▸ Exercise directions:
Copy out all of the material, matching it word for word.

▸ Material for the task:
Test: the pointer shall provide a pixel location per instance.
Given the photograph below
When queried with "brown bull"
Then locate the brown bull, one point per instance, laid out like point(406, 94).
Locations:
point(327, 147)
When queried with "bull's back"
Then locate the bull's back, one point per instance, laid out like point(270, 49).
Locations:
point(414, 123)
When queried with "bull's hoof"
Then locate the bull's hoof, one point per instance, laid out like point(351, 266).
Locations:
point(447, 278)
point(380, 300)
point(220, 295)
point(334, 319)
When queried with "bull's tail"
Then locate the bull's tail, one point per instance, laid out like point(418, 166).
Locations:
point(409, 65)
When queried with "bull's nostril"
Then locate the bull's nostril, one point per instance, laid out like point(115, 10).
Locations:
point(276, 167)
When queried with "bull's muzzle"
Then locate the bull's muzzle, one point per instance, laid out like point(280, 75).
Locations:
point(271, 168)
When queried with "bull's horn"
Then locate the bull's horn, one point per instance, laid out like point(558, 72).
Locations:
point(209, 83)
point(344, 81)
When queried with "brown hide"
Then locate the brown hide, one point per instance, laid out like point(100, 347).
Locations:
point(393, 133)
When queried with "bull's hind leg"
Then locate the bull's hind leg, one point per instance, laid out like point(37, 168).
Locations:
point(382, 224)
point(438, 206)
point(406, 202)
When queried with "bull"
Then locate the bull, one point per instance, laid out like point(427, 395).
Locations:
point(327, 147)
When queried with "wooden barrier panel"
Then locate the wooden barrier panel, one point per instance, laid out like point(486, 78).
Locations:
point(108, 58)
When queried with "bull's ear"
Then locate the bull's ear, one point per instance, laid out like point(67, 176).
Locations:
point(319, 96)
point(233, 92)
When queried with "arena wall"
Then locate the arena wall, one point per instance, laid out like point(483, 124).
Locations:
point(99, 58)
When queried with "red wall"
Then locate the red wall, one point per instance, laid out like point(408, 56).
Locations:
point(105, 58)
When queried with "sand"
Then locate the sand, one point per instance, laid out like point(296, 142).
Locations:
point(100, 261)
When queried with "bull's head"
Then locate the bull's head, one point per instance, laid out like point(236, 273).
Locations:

▸ Task result:
Test: the pointer shall provide a pixel location per instance.
Given the photograph below
When queried with "brown bull"
Then locate the brown bull, one point per instance, laid out like point(406, 94).
Locations:
point(327, 147)
When queried with "bull's back"
Then locate the bull's back, one point per instance, laid out like point(270, 49).
Locations:
point(414, 123)
When queried with "bull's hoof"
Then locate the bull's hoof, one point per instance, laid out like point(351, 266).
Locations:
point(447, 278)
point(380, 300)
point(220, 295)
point(334, 319)
When queried with "bull's tail"
Then locate the bull's tail, one point per instance, laid out like point(418, 166).
Locations:
point(409, 65)
When queried with "bull's nostril"
Then locate the bull's nostril, one point per instance, laid out like point(115, 10).
Locations:
point(276, 167)
When queried with "bull's muzzle"
Then locate the bull's muzzle, one point per instance, laid out like point(280, 75).
Locations:
point(271, 168)
When queried with "bull's horn"
Then locate the bull's horn, one point per instance, laid out like point(558, 72).
Locations:
point(209, 83)
point(344, 81)
When queried with "brown hide"
Then locate the brown hide, one point per instance, laid out like point(100, 347).
Locations:
point(393, 133)
When queried with "bull's hind leg"
Then locate the bull's hind leg, one point per instance, laid out like point(37, 168).
Locations:
point(382, 224)
point(438, 206)
point(406, 202)
When queried with "bull"
Then locate the bull, one point per instance, laid out like point(427, 395).
Locations:
point(327, 147)
When queried with "wooden barrier panel"
Then locate the wooden barrier panel, one point per instance, laid out like point(486, 78).
Locations:
point(108, 58)
When queried with "bull's ear"
Then locate the bull's ear, one point per instance, laid out like point(67, 176).
Locations:
point(319, 96)
point(233, 92)
When queried with "arena wall"
Then locate the arena wall, one point per instance, laid out like point(483, 124).
Locations:
point(99, 58)
When queried with "red wall"
Then locate the red wall, one point per instance, laid out like point(408, 56).
Locations:
point(105, 58)
When queried with "sand"
Then locate the sand, one point per instance, laid out like point(296, 142).
Locations:
point(100, 261)
When queried with "bull's head"
Then locate the bull's head, one point per instance, laid out like point(236, 273).
Locations:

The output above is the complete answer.